[Lines of data]

════════════════════

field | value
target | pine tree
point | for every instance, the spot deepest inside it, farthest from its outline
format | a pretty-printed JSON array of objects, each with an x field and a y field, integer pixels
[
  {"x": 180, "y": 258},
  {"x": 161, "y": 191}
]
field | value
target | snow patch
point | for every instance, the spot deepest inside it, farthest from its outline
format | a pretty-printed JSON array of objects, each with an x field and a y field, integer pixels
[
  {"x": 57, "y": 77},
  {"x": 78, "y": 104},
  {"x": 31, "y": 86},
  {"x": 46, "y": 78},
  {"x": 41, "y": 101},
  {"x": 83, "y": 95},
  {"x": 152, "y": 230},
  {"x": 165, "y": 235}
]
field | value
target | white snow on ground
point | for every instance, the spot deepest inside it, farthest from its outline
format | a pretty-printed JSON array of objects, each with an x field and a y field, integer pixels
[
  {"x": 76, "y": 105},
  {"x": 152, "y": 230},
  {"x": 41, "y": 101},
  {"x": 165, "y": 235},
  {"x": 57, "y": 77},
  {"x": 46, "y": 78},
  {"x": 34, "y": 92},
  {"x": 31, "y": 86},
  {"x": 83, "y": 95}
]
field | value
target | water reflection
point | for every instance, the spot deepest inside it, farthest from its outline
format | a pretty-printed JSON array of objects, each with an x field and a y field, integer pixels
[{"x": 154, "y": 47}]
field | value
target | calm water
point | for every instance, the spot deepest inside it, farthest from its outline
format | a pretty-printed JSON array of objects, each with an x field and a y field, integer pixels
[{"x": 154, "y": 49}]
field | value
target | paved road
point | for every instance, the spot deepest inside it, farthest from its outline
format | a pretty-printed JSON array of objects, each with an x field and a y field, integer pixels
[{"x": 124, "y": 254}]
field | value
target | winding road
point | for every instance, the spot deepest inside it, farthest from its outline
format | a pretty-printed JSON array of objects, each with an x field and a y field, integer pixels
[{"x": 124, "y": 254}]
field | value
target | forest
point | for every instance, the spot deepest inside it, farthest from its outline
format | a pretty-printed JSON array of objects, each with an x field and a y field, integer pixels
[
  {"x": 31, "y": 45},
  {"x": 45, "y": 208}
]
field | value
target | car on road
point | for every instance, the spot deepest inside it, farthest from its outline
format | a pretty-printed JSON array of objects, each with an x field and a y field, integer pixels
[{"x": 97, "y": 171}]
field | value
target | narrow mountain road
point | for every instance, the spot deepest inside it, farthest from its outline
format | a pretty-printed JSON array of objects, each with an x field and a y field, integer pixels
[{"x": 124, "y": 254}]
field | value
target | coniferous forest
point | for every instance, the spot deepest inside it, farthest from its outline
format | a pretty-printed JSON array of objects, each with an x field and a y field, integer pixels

════════════════════

**EXERCISE**:
Every record above must be duplicated exactly.

**THE SOLUTION**:
field | value
target | pine tree
point | for every instance, the spot deepest inside it, farthest from its outline
format | a pretty-printed JSON array of objects, each with an x field and a y field, integer pixels
[
  {"x": 180, "y": 258},
  {"x": 161, "y": 191}
]
field | value
target | snow patch
point | for every instance, the spot deepest inside it, farthest from its outline
format | a pretty-printed JSON array of objects, each with an x field and a y field, integer pixels
[
  {"x": 57, "y": 77},
  {"x": 78, "y": 104},
  {"x": 31, "y": 86},
  {"x": 46, "y": 78},
  {"x": 41, "y": 101},
  {"x": 83, "y": 95},
  {"x": 152, "y": 230},
  {"x": 165, "y": 235}
]
field | value
target | white snow on ground
point | for every instance, the spot deepest inside it, farthest from its outline
format | a pretty-printed JSON array of objects, each with an x field and a y field, integer pixels
[
  {"x": 76, "y": 105},
  {"x": 152, "y": 230},
  {"x": 41, "y": 101},
  {"x": 165, "y": 235},
  {"x": 57, "y": 77},
  {"x": 46, "y": 78},
  {"x": 34, "y": 92},
  {"x": 31, "y": 86},
  {"x": 83, "y": 95}
]
field | value
target | water reflection
point | for every instance, the spot deepest inside it, farthest from its outline
format | a pretty-printed JSON array of objects, each with an x field and a y field, integer pixels
[{"x": 154, "y": 47}]
field | value
target | calm water
point | for every instance, the spot deepest inside it, farthest from its outline
format | a pretty-printed JSON array of objects, each with an x field and a y field, integer pixels
[{"x": 154, "y": 49}]
field | value
target | paved road
point | for every instance, the spot deepest inside it, farthest from its outline
format | a pretty-printed JSON array of objects, each with an x field and a y field, integer pixels
[{"x": 124, "y": 254}]
field | value
target | winding road
point | for every instance, the spot deepest inside it, farthest from its outline
format | a pretty-printed JSON array of objects, each with an x field and a y field, integer pixels
[{"x": 124, "y": 254}]
field | value
target | forest
point | for every instance, the spot deepest inside it, farthest from its outline
format | a pretty-printed JSON array of objects, each with an x field and a y field, integer pixels
[
  {"x": 31, "y": 45},
  {"x": 45, "y": 208}
]
field | value
target | car on road
point | for every instance, the spot deepest inside it, farthest from its outline
format | a pretty-printed JSON array of objects, each with an x field and a y field, integer pixels
[{"x": 97, "y": 171}]
field | value
target | narrow mountain road
point | for every instance, the spot deepest inside it, farthest from its outline
format | a pretty-printed JSON array of objects, each with an x field and a y field, integer pixels
[{"x": 124, "y": 254}]
field | value
target | coniferous forest
point | for every instance, the spot deepest inside it, farthest from its outline
format | a pretty-printed JSON array of objects, each with an x field and a y field, integer pixels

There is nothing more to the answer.